DATA IN THIS EXERCISE ▸
begin

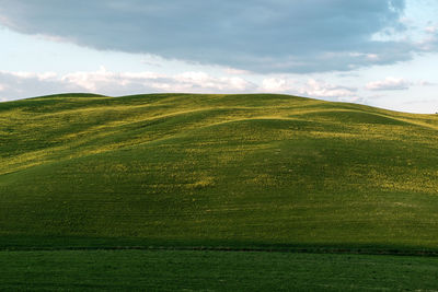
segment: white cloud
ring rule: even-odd
[[[1,86],[1,84],[9,86]],[[240,77],[214,77],[206,72],[162,74],[155,72],[113,72],[101,67],[96,71],[67,74],[53,72],[0,71],[1,95],[12,100],[61,92],[92,92],[126,95],[150,92],[239,93],[256,86]]]
[[[403,78],[387,77],[384,80],[372,81],[366,85],[369,91],[408,90],[413,83]]]
[[[357,98],[354,87],[334,85],[324,81],[309,79],[302,83],[292,79],[268,78],[263,80],[261,90],[272,93],[290,93],[309,97],[321,97],[341,101]]]

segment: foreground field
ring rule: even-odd
[[[438,259],[181,250],[0,252],[2,291],[433,291]]]
[[[287,95],[0,103],[0,246],[436,250],[437,129]]]

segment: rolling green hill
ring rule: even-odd
[[[0,245],[438,249],[438,116],[288,95],[0,103]]]

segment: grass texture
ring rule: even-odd
[[[436,250],[437,133],[288,95],[0,103],[0,246]]]
[[[265,252],[0,252],[0,287],[2,291],[436,291],[437,260]]]

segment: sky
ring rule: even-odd
[[[437,0],[0,0],[0,102],[281,93],[438,112]]]

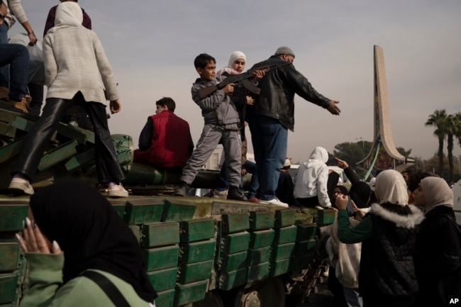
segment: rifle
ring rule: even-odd
[[[241,74],[228,77],[221,82],[217,84],[210,85],[209,86],[205,86],[205,87],[202,87],[201,89],[199,89],[199,90],[197,91],[197,92],[199,93],[199,99],[201,100],[204,99],[208,97],[209,96],[211,95],[217,90],[223,89],[228,84],[230,84],[231,83],[238,83],[238,82],[242,82],[242,85],[243,85],[243,86],[245,86],[245,89],[247,89],[248,91],[251,91],[253,94],[259,95],[260,92],[261,91],[261,89],[256,86],[255,84],[253,84],[253,83],[251,81],[249,80],[250,78],[255,77],[253,75],[255,71],[262,70],[265,72],[267,72],[270,70],[274,69],[275,68],[282,67],[283,66],[289,65],[291,64],[291,62],[287,62],[287,63],[284,63],[284,64],[274,64],[272,65],[262,66],[260,67],[255,67],[251,69],[248,69],[246,72],[243,72]]]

end

THE PROBLEM ▸ Reproduce the records above line for line and without alteration, omitting the pictures.

OUTPUT ▸
segment: white cloud
ring rule: even-odd
[[[1,86],[1,84],[9,86]],[[240,77],[214,77],[206,72],[162,74],[155,72],[113,72],[101,67],[96,71],[67,74],[53,72],[0,71],[1,95],[12,100],[61,92],[92,92],[126,95],[150,92],[239,93],[256,86]]]
[[[403,78],[387,77],[384,80],[372,81],[366,85],[369,91],[408,90],[413,83]]]
[[[357,98],[354,87],[334,85],[324,81],[309,79],[302,83],[292,79],[268,78],[263,80],[261,90],[272,93],[290,93],[309,97],[321,97],[341,101]]]

segment: foreground field
ring rule: even-odd
[[[438,259],[181,250],[0,252],[2,291],[433,291]]]
[[[287,95],[0,103],[0,246],[436,250],[437,129]]]

segment: rolling green hill
ring rule: even-odd
[[[0,245],[438,249],[438,116],[288,95],[0,103]]]

segment: grass texture
ring rule: even-odd
[[[436,250],[437,133],[288,95],[0,103],[0,246]]]
[[[265,252],[0,252],[0,287],[2,291],[436,291],[437,260]]]

segment: sky
ring rule: even-odd
[[[437,0],[0,0],[0,102],[281,93],[438,112]]]

segment: rifle
ring rule: even-odd
[[[241,74],[228,77],[221,82],[217,84],[210,85],[209,86],[205,86],[205,87],[202,87],[201,89],[199,89],[199,90],[197,91],[197,92],[199,93],[199,99],[201,100],[204,99],[208,97],[209,96],[211,95],[217,90],[223,89],[228,84],[230,84],[231,83],[238,83],[238,82],[242,82],[242,85],[243,85],[243,86],[245,86],[245,89],[247,89],[248,91],[251,91],[253,94],[259,95],[260,92],[261,91],[261,89],[256,86],[255,84],[253,84],[253,83],[251,81],[249,80],[250,78],[255,77],[253,75],[255,71],[262,70],[265,72],[267,72],[270,70],[274,69],[275,68],[282,67],[283,66],[289,65],[291,64],[291,62],[287,62],[287,63],[284,63],[284,64],[274,64],[272,65],[262,66],[260,67],[255,67],[251,69],[248,69],[246,72],[243,72]]]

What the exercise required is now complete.